Drupal World

Simple, Safe, Fast: A New Tool for Data Cleaning

You can’t hear about data without hearing about safety nowadays. And rightly so! Ensuring that data — continue reading
Posted by Alexander Varwijk
August 7, 2018

You can’t hear about data without hearing about safety nowadays. And rightly so! Ensuring that data stays safe should be a priority for any online business. However, keeping data safe sometimes conflicts with other organizational goals. To ensure that bugs can be fixed quickly and feature development runs smoothly, developers rely on a realistic environment (as close to the original) for development and testing. We know that creating a realistic environment while keeping user data safe can be challenging, and that’s why we built the entity sanitizer module for data cleaning.

You don’t want to download production data to local developer machines or use it in online development environments for various safety reasons. To avoid using production data, you can create demo content for your platform instead that tries to emulate a production environment. This content can be used for development and testing. However, when the number of features increases, so do the different possibilities of interactions between those features. We’ve found that this can make it difficult to keep the demo content up to date or representative. This problem is even more intense for Open Social’s enterprise and support team because enterprise sites could have so many customizations that the default demo content is no longer an adequate testing environment.

STATED EXERCISE A:
From the post on the new data-cleaning tool, extract the passage starting at "Drupal World" and ending at "module for data cleaning.".

RECORD SET:

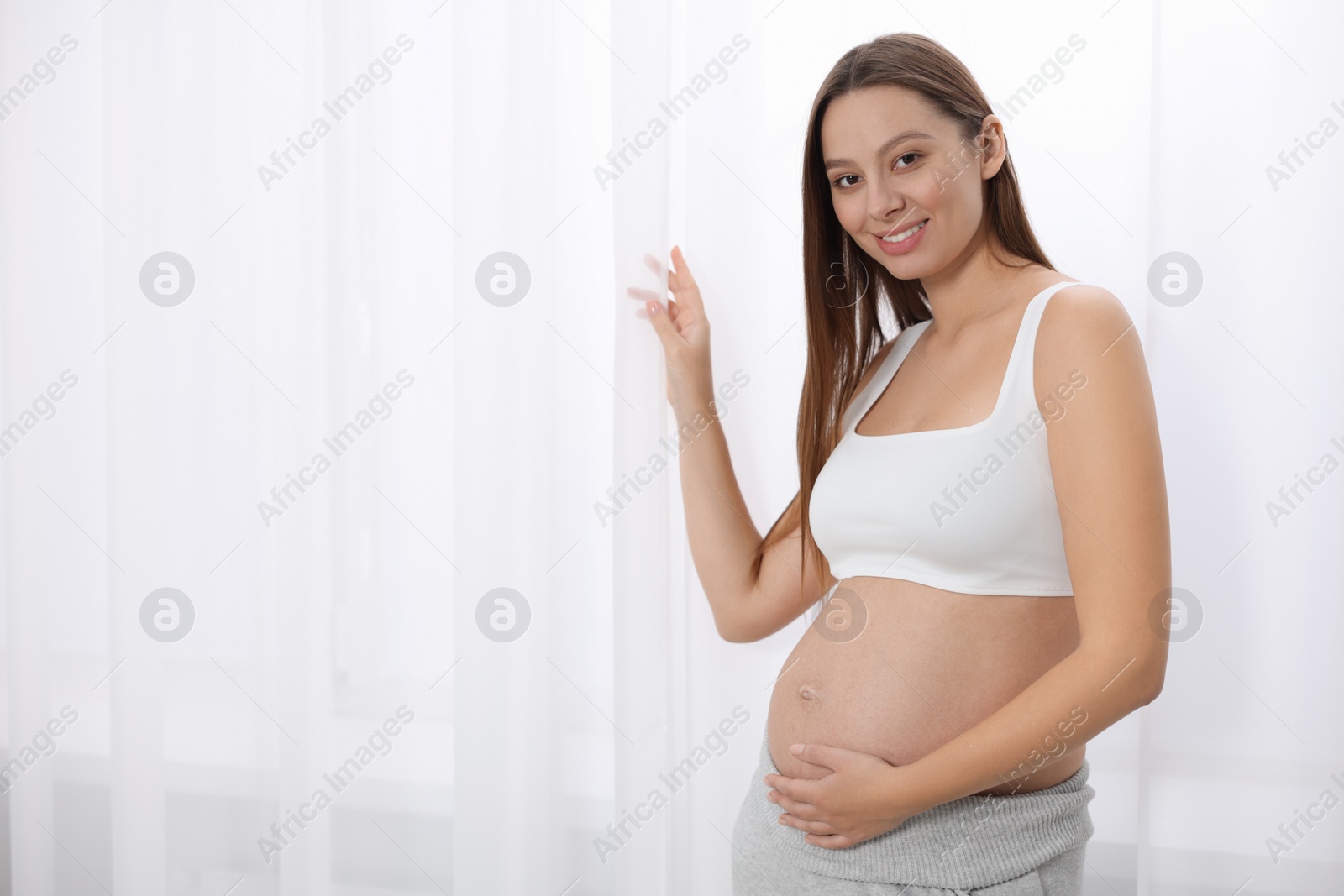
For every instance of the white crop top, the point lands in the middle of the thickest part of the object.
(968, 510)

...

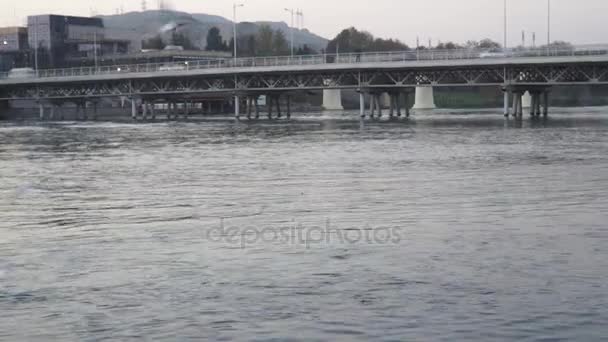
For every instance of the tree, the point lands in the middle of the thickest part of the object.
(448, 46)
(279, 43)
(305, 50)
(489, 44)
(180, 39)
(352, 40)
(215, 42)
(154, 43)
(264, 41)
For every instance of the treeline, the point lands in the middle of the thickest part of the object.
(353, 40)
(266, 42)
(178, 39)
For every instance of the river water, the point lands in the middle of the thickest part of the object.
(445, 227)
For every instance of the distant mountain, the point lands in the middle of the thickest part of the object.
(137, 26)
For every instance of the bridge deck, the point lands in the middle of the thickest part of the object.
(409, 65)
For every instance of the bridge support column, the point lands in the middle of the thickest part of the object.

STATED EXERCISE B:
In the records, give back only the lines starting at the one containing "For every instance of the treeline, the" and ending at the one containing "For every instance of the bridge support", with "thickest" replaced by "widest" and nothing else changed.

CORRECT OUTPUT A:
Drupal World

Simple, Safe, Fast: A New Tool for Data Cleaning

You can’t hear about data without hearing about safety nowadays. And rightly so! Ensuring that data — continue reading
Posted by Alexander Varwijk
August 7, 2018

You can’t hear about data without hearing about safety nowadays. And rightly so! Ensuring that data stays safe should be a priority for any online business. However, keeping data safe sometimes conflicts with other organizational goals. To ensure that bugs can be fixed quickly and feature development runs smoothly, developers rely on a realistic environment (as close to the original) for development and testing. We know that creating a realistic environment while keeping user data safe can be challenging, and that’s why we built the entity sanitizer module for data cleaning.

CORRECT OUTPUT B:
For every instance of the treeline, the point lands in the middle of the widest part of the object.
(353, 40)
(266, 42)
(178, 39)
For every instance of the river water, the point lands in the middle of the widest part of the object.
(445, 227)
For every instance of the distant mountain, the point lands in the middle of the widest part of the object.
(137, 26)
For every instance of the bridge deck, the point lands in the middle of the widest part of the object.
(409, 65)
For every instance of the bridge support column, the point lands in the middle of the widest part of the object.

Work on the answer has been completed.